● PROBLEM DESCRIPTION:
Begin at the line that contains "Reviewer note: confirm" and repeat every line from there to the end of the records below, inclusive, without adding any other line.
▼
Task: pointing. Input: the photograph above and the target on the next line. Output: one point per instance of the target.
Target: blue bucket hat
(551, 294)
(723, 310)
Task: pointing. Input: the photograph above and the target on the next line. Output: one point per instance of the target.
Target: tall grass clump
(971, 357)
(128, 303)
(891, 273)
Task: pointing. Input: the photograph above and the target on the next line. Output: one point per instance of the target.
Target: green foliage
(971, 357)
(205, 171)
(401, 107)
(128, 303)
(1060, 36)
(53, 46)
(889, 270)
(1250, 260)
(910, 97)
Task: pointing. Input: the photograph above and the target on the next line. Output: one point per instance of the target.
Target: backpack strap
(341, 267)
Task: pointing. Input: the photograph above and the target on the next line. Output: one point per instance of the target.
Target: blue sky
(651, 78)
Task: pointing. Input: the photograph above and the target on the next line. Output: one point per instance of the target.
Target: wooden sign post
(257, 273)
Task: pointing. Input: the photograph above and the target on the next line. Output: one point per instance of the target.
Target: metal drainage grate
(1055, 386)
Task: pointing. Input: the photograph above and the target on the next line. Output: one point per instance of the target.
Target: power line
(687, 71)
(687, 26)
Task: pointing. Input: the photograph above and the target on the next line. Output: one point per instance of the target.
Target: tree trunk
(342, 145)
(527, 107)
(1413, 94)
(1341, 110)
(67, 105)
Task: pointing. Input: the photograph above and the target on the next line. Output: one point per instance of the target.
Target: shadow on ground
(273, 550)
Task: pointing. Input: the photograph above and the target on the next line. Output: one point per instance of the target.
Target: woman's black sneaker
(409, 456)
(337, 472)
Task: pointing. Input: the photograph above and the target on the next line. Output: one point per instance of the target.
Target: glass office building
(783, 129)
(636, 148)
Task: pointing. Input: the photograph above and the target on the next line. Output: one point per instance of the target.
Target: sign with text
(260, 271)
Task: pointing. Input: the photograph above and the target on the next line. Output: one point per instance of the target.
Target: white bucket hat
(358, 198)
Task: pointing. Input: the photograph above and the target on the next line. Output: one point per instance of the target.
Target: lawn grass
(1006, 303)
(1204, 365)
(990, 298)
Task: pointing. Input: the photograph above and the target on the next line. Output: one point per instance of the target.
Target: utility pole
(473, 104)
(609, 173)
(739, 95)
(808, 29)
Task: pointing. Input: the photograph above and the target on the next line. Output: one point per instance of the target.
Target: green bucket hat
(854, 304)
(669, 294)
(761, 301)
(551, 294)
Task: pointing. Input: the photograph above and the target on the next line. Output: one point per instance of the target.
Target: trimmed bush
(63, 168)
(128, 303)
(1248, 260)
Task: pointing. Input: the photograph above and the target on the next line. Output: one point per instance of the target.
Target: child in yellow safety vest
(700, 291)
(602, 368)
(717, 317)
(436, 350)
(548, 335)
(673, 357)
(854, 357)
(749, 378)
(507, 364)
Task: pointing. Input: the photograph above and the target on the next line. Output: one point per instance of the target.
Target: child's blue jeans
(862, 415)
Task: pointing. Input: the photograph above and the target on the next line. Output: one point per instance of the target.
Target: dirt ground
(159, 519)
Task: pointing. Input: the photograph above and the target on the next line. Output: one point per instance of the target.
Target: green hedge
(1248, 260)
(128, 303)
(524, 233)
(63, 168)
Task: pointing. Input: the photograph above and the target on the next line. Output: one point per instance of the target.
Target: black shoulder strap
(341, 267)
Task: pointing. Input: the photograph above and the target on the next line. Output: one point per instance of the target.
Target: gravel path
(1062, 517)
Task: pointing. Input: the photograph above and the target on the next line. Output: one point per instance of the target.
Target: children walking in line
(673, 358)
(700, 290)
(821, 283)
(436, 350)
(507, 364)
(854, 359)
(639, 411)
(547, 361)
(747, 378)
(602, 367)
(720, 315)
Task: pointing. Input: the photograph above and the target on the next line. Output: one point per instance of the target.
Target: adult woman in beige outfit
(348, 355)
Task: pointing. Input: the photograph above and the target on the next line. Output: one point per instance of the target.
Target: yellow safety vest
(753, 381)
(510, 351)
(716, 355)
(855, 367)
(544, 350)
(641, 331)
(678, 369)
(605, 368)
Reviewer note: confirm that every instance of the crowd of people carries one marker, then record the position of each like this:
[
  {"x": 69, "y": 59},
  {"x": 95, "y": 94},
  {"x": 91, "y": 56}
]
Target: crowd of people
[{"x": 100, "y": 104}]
▲
● SOLUTION FOR THIS TASK:
Reviewer note: confirm that every instance of the crowd of people carries one marker, then record the position of each like this:
[
  {"x": 69, "y": 59},
  {"x": 95, "y": 94},
  {"x": 91, "y": 56}
]
Target: crowd of people
[{"x": 100, "y": 104}]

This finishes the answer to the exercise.